═══ Data shown

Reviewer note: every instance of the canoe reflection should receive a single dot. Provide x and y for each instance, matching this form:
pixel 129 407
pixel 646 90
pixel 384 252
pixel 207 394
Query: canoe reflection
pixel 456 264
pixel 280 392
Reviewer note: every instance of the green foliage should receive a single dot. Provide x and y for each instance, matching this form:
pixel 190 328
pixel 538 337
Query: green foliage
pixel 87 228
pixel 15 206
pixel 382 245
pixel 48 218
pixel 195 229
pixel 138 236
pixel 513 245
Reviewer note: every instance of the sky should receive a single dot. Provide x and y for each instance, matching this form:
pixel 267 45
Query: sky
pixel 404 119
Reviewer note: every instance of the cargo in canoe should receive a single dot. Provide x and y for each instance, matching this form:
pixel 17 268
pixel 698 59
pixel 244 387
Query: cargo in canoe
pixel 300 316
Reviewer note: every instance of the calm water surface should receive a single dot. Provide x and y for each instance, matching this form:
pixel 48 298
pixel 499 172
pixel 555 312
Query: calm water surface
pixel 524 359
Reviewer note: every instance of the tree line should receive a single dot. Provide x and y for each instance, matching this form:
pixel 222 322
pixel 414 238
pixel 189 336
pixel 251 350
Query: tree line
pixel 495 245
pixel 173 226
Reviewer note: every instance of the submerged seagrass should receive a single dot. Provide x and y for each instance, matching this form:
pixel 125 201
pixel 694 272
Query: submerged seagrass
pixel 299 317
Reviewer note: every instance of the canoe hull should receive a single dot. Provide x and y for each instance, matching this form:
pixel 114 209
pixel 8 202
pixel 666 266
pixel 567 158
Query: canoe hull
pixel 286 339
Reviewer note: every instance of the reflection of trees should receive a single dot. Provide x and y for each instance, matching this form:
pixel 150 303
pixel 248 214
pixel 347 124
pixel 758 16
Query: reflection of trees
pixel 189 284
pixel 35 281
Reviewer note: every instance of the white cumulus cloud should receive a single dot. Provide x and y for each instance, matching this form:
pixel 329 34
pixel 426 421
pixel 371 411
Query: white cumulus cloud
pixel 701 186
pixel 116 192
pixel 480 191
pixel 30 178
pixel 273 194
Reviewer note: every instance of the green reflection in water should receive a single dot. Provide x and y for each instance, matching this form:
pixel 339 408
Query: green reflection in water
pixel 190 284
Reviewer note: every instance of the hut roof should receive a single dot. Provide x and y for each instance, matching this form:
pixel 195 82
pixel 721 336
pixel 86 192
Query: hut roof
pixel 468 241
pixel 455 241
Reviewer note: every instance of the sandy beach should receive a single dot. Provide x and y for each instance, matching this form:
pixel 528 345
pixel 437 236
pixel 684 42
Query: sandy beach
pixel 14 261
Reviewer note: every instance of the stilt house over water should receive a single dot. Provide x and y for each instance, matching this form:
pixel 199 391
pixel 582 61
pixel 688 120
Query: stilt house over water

══════
═══ Data shown

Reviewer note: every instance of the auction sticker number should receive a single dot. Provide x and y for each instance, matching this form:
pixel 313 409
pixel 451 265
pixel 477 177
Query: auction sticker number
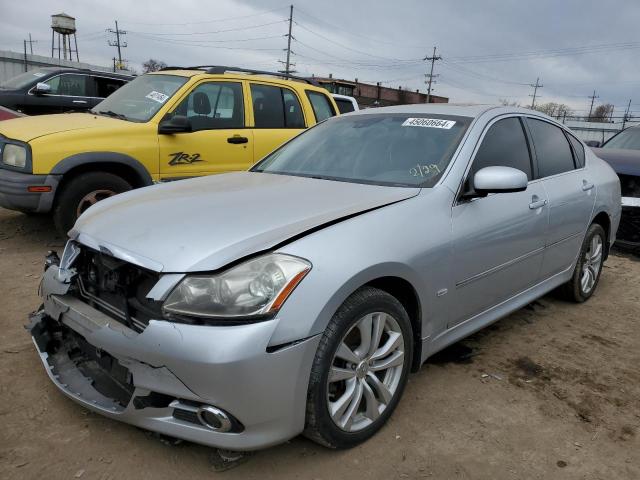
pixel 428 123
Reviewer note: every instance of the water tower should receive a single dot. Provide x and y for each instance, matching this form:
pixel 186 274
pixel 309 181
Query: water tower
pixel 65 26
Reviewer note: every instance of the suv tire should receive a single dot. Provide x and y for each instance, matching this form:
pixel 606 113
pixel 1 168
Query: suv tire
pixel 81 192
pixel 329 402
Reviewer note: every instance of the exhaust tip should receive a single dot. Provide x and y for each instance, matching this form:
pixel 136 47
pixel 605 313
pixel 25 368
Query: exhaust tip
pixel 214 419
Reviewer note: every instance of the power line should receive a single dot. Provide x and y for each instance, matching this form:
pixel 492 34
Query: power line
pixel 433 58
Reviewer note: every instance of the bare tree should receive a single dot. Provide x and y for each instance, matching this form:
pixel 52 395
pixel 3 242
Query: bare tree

══════
═══ Data shown

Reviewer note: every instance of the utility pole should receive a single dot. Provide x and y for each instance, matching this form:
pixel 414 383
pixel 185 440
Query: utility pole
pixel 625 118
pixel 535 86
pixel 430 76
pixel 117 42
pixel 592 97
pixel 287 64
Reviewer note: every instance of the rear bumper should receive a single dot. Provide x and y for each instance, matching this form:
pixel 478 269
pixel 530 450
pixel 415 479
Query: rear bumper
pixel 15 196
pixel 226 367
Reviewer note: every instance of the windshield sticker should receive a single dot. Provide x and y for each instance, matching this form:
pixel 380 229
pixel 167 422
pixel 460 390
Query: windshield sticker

══════

» **What this task involves**
Determine how many lines of the material include the string "stilt". Output only that count.

» **Answer to the exercise**
2